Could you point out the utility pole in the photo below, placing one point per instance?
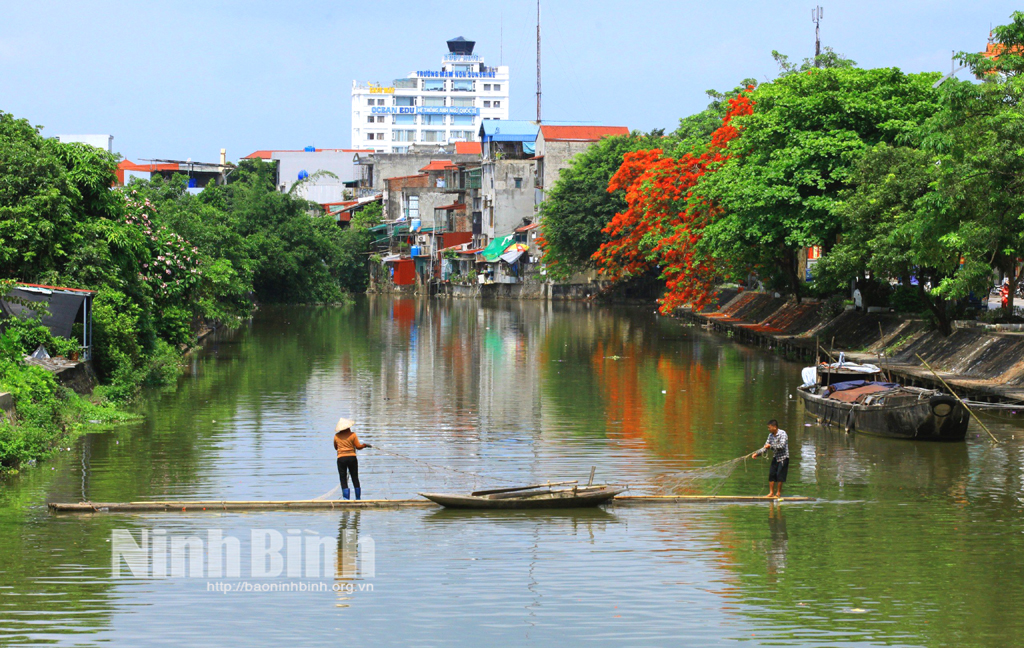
(816, 18)
(538, 61)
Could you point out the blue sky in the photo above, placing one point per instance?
(183, 79)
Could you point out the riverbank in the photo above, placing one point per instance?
(979, 362)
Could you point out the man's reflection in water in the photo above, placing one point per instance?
(778, 538)
(346, 566)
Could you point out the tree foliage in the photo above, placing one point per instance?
(579, 206)
(666, 217)
(778, 190)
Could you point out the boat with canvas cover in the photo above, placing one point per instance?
(545, 495)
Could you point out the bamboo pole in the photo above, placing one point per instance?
(971, 412)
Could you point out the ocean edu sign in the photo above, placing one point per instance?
(424, 110)
(429, 74)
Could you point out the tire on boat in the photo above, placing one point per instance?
(942, 405)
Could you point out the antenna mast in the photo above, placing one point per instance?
(816, 15)
(538, 61)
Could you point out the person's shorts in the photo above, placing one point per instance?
(778, 470)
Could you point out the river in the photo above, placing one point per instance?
(908, 545)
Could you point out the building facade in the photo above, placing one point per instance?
(430, 107)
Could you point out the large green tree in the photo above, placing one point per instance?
(797, 154)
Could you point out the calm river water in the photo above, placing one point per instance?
(909, 545)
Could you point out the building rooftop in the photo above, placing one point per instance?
(582, 133)
(508, 130)
(467, 148)
(267, 154)
(437, 165)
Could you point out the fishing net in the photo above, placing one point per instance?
(695, 480)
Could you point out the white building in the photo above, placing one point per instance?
(430, 106)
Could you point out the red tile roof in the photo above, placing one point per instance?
(581, 133)
(404, 177)
(437, 165)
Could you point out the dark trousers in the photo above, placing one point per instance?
(351, 465)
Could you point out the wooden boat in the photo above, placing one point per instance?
(888, 409)
(536, 497)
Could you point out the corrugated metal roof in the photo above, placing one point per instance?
(437, 165)
(508, 130)
(582, 133)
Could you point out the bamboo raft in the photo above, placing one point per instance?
(348, 505)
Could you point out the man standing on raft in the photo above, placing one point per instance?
(345, 442)
(779, 442)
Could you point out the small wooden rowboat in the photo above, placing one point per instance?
(536, 497)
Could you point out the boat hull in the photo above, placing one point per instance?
(554, 501)
(914, 420)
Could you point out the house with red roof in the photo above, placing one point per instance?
(331, 175)
(557, 144)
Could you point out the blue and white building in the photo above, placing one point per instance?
(430, 106)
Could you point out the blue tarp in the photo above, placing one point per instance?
(855, 384)
(508, 130)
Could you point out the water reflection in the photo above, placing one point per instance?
(927, 538)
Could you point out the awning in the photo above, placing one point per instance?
(497, 248)
(512, 257)
(64, 306)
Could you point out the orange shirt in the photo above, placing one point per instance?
(346, 443)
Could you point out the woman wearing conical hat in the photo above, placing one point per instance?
(345, 442)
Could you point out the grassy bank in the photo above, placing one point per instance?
(164, 264)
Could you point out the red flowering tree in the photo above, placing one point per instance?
(665, 216)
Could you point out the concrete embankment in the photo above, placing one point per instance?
(979, 362)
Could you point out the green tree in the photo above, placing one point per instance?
(796, 155)
(580, 206)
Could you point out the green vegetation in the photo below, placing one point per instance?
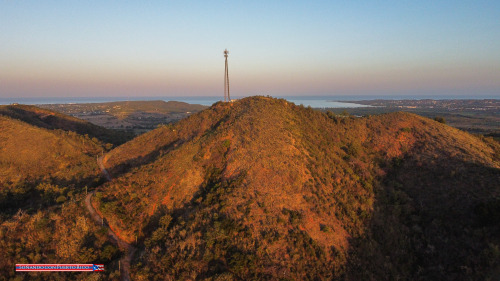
(264, 189)
(258, 189)
(45, 170)
(440, 119)
(52, 120)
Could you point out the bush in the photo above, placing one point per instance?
(440, 119)
(61, 199)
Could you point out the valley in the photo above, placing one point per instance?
(255, 189)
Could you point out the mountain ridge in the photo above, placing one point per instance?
(299, 183)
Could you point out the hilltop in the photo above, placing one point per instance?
(133, 116)
(261, 188)
(33, 159)
(53, 120)
(44, 176)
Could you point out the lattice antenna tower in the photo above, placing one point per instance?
(227, 97)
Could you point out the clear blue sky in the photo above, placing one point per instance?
(173, 48)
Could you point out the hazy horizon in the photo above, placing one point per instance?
(292, 48)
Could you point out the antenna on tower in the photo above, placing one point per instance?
(227, 97)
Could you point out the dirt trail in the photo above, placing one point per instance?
(127, 248)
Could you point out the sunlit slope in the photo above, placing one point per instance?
(30, 154)
(49, 119)
(261, 188)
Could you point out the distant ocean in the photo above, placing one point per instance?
(312, 101)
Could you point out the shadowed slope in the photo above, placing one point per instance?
(49, 119)
(261, 188)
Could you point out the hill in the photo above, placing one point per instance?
(44, 175)
(264, 189)
(49, 119)
(34, 160)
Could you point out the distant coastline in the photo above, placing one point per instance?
(313, 101)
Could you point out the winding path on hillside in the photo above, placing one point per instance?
(126, 247)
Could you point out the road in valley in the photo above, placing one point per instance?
(124, 246)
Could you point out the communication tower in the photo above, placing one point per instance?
(227, 97)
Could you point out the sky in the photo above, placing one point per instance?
(281, 48)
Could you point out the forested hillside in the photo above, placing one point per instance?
(263, 189)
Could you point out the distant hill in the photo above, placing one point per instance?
(264, 189)
(43, 178)
(132, 116)
(49, 119)
(37, 162)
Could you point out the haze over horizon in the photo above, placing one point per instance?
(61, 49)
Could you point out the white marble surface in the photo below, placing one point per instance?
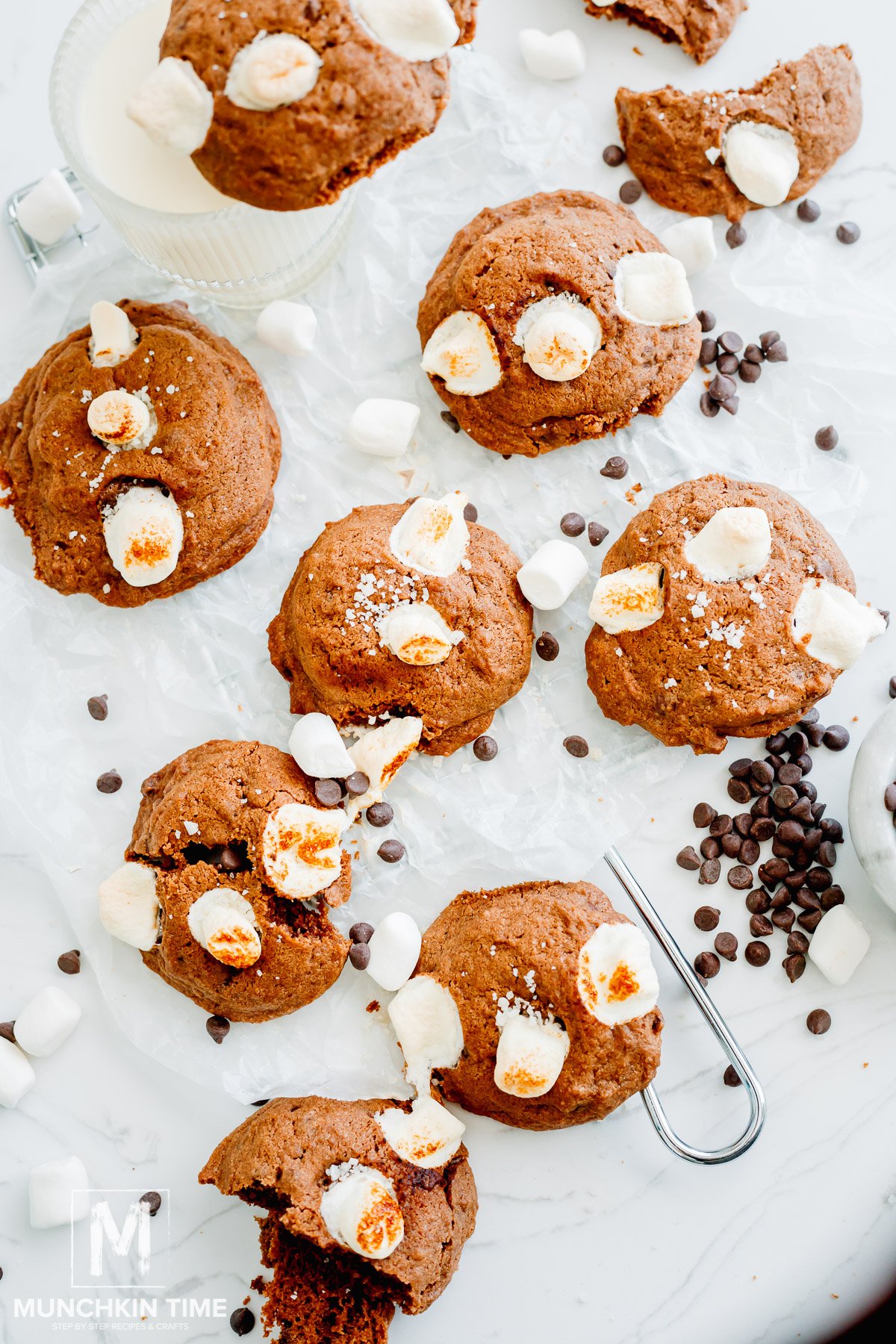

******

▶ [REQUIRED WORK]: Everything from the line with "Could you point out the forested" through the last line above must be repeated exactly, except the pictures.

▶ [SOLUTION BELOW]:
Could you point out the forested hillside in the photo above, placing one point per instance?
(263, 189)
Could you point out the distant hill in the photo above, placing one point per instance?
(264, 189)
(43, 178)
(132, 116)
(49, 119)
(37, 162)
Could you point out the haze over horizon in the photo above, placing one point per instance?
(61, 49)
Could you point out the white marble surface in the photo below, placing one point per instance?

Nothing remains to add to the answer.